As used herein, the terms “we”, “us” and the “Company” refer to HCC LLC for the periods prior to the initial public offering and refer to Harvest Capital Credit Corporation for the periods after the initial public offering.

 

Our investment objective is to generate both current income and capital appreciation primarily by making direct investments in the form of subordinated debt and, to a lesser extent, senior debt and minority equity investments. We plan to accomplish our investment objective by targeting investments in small and mid-sized U.S. private companies with annual revenues of less than $100 million and EBITDA (earnings before interest, taxes, depreciation and amortization) of less than $15 million. We believe that transactions involving companies of this size offer higher yielding investment opportunities, lower leverage levels and other terms more favorable than transactions involving larger companies.

 

We are an externally managed, non-diversified, closed-end investment company that has elected to be regulated as a BDC under the 1940 Act. As a BDC, we are required to comply with certain regulatory requirements. For instance, as a BDC, we must not acquire any assets other than “qualifying assets” specified in the 1940 Act unless, at the time the acquisition is made, at least 70% of our total assets are qualifying assets (with certain limited exceptions). Qualifying assets include investments in “eligible portfolio companies.” Under the relevant SEC rules, the term “eligible portfolio company” includes all private companies, companies whose securities are not listed on a national securities exchange, and certain public companies that have listed their securities on a national securities exchange and have a market capitalization of less than $250 million, in each case organized in the United States.

 

We have elected to be treated for tax purposes as a RIC under Subchapter M of the Code. To maintain our qualification for RIC tax treatment, we must, among other things, meet certain source-of-income and asset diversification requirements. As a RIC, we generally will not have to pay corporate-level taxes on any income we distribute to our stockholders.

 

Portfolio

 

Portfolio Composition

 

As of June 30, 2014, we had $90.5 million (at fair value) invested in 27 companies. As of June 30, 2014, our portfolio included approximately 46.7% of senior secured term loans, 47.9% of junior secured term loans, 1.7% of equity investments, 2.7% of CLO equity investments and 1.0% of a royalty security at fair value.

▸ INSTRUCTION A
According to the Harvest Capital Credit excerpt, in how many companies was $90.5 million invested as of June 30, 2014?
▸ INSTRUCTION B
Copy the entries from the line containing "point: elephant trunk" through the final line of the entries, with both ends included.
The entries that follow have no connection to the text above them.

▸ LISTED RECORDS
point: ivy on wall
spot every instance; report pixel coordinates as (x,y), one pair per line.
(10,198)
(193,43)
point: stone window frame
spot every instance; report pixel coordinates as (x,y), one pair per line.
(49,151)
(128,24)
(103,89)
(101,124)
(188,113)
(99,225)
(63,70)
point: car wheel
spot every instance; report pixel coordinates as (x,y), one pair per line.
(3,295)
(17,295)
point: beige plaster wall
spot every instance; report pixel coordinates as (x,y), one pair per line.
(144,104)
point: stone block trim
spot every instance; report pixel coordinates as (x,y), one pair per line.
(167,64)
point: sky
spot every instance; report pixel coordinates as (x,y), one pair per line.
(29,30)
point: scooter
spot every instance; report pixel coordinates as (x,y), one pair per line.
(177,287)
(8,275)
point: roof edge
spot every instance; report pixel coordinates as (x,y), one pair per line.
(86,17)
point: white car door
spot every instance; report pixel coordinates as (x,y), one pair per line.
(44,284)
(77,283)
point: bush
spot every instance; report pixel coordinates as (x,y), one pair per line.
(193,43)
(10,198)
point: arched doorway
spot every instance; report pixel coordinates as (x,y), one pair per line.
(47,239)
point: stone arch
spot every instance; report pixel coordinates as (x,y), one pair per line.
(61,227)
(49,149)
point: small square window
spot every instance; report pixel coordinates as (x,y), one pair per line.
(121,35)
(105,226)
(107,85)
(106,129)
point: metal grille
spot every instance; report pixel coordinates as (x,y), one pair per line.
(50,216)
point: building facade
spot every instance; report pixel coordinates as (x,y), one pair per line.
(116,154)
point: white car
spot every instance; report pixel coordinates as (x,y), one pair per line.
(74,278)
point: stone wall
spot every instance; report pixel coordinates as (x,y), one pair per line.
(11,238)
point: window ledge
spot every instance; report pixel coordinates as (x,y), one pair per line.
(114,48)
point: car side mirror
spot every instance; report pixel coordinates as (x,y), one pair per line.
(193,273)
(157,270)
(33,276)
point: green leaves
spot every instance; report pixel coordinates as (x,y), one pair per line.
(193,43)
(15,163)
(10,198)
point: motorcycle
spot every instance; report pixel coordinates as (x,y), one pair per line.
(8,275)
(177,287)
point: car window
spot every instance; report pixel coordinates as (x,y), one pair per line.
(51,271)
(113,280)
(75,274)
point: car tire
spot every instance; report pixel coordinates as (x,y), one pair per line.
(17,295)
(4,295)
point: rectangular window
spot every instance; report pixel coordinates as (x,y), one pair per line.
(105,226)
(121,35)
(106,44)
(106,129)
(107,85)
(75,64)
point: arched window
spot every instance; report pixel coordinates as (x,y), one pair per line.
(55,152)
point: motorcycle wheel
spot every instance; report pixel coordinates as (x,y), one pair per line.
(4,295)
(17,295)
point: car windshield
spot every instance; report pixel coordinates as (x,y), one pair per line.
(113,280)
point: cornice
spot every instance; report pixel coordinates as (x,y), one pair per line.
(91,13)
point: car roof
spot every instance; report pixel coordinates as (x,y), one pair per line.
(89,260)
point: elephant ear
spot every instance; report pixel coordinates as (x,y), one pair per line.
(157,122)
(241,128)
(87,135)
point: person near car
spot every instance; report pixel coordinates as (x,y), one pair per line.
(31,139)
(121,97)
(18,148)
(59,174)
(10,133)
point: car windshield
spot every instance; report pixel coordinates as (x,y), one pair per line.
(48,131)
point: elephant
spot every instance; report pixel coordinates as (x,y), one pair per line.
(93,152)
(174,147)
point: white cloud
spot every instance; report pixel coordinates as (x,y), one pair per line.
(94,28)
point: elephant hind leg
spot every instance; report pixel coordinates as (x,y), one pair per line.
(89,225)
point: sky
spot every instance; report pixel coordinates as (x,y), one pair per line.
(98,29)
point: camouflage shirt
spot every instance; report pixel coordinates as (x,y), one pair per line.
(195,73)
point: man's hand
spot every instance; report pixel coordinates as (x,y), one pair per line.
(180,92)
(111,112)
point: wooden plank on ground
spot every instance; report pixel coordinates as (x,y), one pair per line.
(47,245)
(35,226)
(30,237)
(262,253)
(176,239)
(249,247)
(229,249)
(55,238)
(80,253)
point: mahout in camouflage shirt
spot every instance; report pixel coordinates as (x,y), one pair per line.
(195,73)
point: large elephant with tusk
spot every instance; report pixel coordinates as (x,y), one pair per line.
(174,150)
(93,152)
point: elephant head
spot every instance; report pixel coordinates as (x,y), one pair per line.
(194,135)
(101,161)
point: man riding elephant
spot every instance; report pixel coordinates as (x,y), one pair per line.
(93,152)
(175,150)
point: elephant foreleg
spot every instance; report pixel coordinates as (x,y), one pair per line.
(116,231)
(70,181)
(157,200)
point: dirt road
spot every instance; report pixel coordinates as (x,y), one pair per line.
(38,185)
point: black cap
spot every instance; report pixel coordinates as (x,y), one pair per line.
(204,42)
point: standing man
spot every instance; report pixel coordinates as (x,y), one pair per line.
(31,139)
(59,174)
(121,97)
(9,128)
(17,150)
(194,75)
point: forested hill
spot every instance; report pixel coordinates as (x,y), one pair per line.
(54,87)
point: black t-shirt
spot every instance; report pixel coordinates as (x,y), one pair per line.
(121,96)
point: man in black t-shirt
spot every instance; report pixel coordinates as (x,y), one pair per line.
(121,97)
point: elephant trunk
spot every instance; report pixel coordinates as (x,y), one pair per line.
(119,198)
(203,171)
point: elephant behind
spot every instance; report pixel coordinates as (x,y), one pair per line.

▸ PROBLEM SOLUTION A
27 companies

▸ PROBLEM SOLUTION B
point: elephant trunk
spot every instance; report pixel coordinates as (x,y), one pair per line.
(119,198)
(203,171)
point: elephant behind
spot every instance; report pixel coordinates as (x,y), one pair per line.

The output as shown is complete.